__AUFGABEN__:
a: Fassen Sie den Text über Studentenverbindungen und die AfD in drei Sätzen zusammen.
b: Setzen Sie den Text über Studentenverbindungen und die AfD im Anschluss an seinen letzten Satz fort.

Matoni weiter zum „Kölner Stadt-Anzeiger“: „Unsere Statuten verpflichten uns über das Prinzip „Patria“ ohne Wenn und Aber für die freiheitlich-demokratische Grundordnung einzutreten.“

Vandalia Bonn: „AfD-Mitglieder sind bei uns an der falschen Adresse“

Die Studentenverbindung Vandalia Bonn begrüßte den Vorstoß der Staufia, konkrete Pläne für ein eigenes Schriftstück gebe es aktuell aber noch nicht. „Eine Unvereinbarkeitserklärung wäre als Verschriftlichung dieser Verhältnisse aber durchaus denkbar“, erklärte Timo Röver, Philistersenior der Vandalia Bonn auf Anfrage.

Grundsätzlich stelle die Verbindung keine parteipolitischen Anforderungen an ihre Mitglieder. Entscheidend sei jedoch, dass sie sich im Rahmen des Grundgesetzes und christlicher Werte bewegen.

AfD-Mitglieder sind bei uns an der falschen Adresse.

__DATENSÄTZE__:

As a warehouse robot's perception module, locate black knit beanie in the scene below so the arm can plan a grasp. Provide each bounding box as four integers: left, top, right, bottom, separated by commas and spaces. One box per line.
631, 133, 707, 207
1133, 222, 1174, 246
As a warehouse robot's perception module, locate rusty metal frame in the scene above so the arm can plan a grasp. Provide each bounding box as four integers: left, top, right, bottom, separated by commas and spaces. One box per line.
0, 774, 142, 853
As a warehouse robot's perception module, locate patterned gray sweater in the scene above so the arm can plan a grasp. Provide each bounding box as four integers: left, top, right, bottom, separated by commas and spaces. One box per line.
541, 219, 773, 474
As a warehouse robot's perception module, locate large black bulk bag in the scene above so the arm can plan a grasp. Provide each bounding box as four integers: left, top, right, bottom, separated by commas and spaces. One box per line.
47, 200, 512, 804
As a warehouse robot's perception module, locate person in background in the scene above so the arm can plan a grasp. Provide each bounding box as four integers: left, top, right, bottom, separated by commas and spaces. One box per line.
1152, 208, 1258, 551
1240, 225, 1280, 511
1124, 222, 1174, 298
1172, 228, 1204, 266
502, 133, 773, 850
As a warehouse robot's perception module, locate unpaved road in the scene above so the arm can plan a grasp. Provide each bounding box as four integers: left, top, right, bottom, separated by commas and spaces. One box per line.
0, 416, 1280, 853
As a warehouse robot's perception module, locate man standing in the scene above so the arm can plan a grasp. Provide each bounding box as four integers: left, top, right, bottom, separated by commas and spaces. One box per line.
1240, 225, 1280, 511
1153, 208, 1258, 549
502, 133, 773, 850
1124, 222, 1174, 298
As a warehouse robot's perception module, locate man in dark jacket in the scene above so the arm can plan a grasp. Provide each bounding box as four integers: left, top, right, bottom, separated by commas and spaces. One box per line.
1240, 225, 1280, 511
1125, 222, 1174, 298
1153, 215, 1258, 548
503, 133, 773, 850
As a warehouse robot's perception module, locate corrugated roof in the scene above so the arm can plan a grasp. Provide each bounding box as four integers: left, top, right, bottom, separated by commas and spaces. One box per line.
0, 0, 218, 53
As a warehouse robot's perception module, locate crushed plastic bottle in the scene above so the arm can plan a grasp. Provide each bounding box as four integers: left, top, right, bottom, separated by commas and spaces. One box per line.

__LÖSUNGEN__:
a: Matoni zufolge verpflichten die Statuten über das Prinzip „Patria“ dazu, ohne Wenn und Aber für die freiheitlich-demokratische Grundordnung einzutreten. Die Studentenverbindung Vandalia Bonn begrüßt den Vorstoß der Staufia und hat noch keine konkreten Pläne für ein eigenes Schriftstück, hält laut Philistersenior Timo Röver eine Unvereinbarkeitserklärung aber für denkbar. Die Verbindung stellt keine parteipolitischen Anforderungen an ihre Mitglieder und verlangt nur, dass diese sich im Rahmen des Grundgesetzes und christlicher Werte bewegen, AfD-Mitglieder sind bei ihr jedoch an der falschen Adresse.

b:
Vandalia Bonn

Die Vandalia Bonn stellten aber unmissverständlich klar: „AfD-Mitglieder sind bei uns an der falschen Adresse.“ Als katholischer Verein lehne man jede gesellschaftliche Ausgrenzung von Menschen aufgrund ihrer Herkunft, ihres Glaubens oder anderer Merkmale ab.

„Die Vandalia hat Mitglieder aus und in verschiedenen Ländern und sieht nicht zuletzt daher in den Zielen der AfD eine Bedrohung für sich und für die Gesellschaft“, so Röver weiter gegenüber dem „Kölner Stadt-Anzeiger“. „Bei uns ist kein Platz für rechtsextremes Gedankengut.“

Lassalle-Kreises hält AfD-Unvereinbarkeitserklärung für längst überfällig

Deutliche Zeichen sendete auch der Lassalle-Kreis Köln/Bonn, Teil eines bundesweiten Zusammenschlusses von Verbindungstudentinnen und Verbindungsstudenten mit SPD-Parteibuch. Eine eigene Erklärung sei noch nicht verabschiedet worden, doch man stehe ganz hinter dem Vorstoß der Staufia Bonn.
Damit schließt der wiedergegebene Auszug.